• REQUIRED WORK:
Reproduce nothing but the closing run of lines: the line with "Expected: one point per instance of the cow's hoof" and each line that follows it to the end of the data.

Start

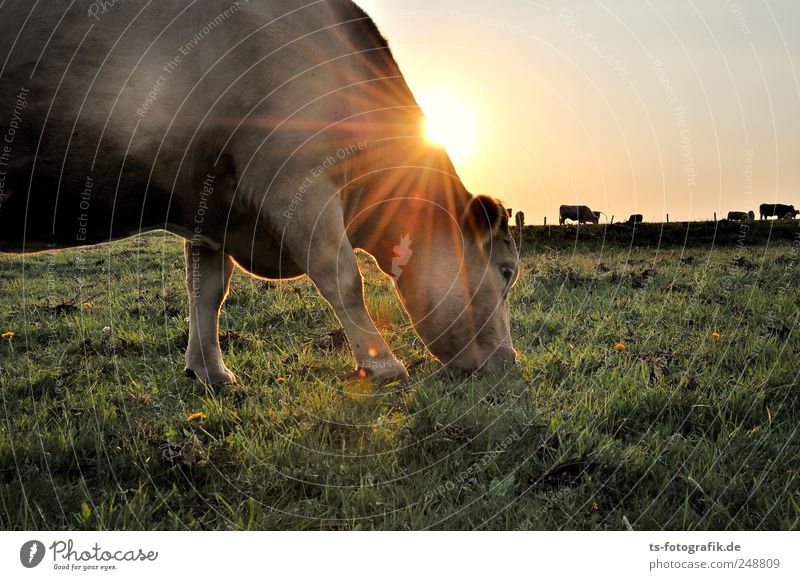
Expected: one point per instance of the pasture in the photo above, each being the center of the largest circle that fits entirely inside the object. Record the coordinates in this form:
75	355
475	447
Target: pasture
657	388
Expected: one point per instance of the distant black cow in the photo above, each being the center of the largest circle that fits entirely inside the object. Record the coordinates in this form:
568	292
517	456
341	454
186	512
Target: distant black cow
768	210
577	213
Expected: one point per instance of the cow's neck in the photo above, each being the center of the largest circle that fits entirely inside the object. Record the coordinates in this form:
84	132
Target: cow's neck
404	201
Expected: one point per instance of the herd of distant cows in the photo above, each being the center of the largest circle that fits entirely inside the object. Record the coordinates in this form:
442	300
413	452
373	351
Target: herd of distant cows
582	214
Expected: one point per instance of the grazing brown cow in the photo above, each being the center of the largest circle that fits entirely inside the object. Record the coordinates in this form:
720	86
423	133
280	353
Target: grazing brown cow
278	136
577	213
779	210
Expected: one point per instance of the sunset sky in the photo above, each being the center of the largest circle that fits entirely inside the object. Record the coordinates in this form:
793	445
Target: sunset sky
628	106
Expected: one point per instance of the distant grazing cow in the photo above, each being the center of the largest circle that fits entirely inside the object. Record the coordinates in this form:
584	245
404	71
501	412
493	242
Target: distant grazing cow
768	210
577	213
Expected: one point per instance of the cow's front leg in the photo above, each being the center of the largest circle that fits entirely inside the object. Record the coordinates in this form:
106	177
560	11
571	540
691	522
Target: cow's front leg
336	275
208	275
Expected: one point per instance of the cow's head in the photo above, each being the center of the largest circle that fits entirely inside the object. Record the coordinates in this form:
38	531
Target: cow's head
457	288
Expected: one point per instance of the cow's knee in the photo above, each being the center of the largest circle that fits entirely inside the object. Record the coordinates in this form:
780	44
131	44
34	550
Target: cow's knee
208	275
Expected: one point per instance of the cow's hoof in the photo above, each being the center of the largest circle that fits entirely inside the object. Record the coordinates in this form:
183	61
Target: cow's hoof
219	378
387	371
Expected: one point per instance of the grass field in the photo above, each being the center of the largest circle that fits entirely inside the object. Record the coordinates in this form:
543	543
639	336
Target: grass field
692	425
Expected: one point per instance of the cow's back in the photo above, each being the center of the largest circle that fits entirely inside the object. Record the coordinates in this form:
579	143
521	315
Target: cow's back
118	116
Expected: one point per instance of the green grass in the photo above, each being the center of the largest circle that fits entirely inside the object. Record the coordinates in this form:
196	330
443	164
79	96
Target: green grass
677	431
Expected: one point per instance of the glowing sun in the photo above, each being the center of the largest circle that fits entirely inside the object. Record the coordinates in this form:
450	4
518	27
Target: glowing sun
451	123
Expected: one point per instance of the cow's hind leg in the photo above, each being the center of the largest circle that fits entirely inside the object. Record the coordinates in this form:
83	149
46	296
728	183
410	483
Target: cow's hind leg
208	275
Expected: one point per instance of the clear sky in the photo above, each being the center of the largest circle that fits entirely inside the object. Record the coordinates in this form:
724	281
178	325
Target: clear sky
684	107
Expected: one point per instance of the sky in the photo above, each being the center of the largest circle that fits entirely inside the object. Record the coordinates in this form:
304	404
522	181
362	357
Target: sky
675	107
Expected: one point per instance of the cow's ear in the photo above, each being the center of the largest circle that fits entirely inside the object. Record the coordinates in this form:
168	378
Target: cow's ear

End

• CORRECT RESPONSE:
Expected: one point per instance of the cow's hoof in the photo above, each being the center of the largest circle that fits entirely inside the object. Record the coordinates in this form:
183	61
Target: cow's hoof
219	378
387	371
Expected: one point per instance of the grass field in the photo above, each being the center of the largest circle that fits entirely inside the object. Record the coordinates in this form:
543	543
639	336
Target: grass field
692	425
Expected: one point per instance of the cow's back in the photo above, each being the center of the largest circle that fits entirely inside the object. Record the coordinates in this form:
579	143
521	315
Target: cow's back
118	116
Expected: one point per instance of the green grass in the photo above, each being the center of the largest circle that fits entirely inside the object. Record the coordinates in this form:
196	330
443	164
79	96
Target: green grass
677	431
Expected: one point per instance of the glowing sun in the photo above, each being the center of the largest circle that fits entirely inside the object. Record the coordinates in this form:
450	4
518	27
Target: glowing sun
451	123
Expected: one point per instance of the cow's hind leg in the photo above, each being the center of the largest circle that fits entirely inside the object. Record the coordinates in this form:
83	149
46	296
728	183
410	483
Target: cow's hind leg
208	275
Expected: one point per instance of the clear sky in the photo above, each being the center of the largest circle that fits entirely inside the object. Record the coordinates in this form:
724	281
178	325
Target: clear sky
684	107
Expected: one point per instance of the sky in the photo above, each being the center of the largest circle that fits entirely inside the object. Record the coordinates in this form:
304	404
522	181
362	357
Target: sky
675	107
Expected: one point per instance of the cow's ear in the photo above, each being the center of the largest circle that fits entirely inside the object. Record the coordinates in this form:
168	378
Target: cow's ear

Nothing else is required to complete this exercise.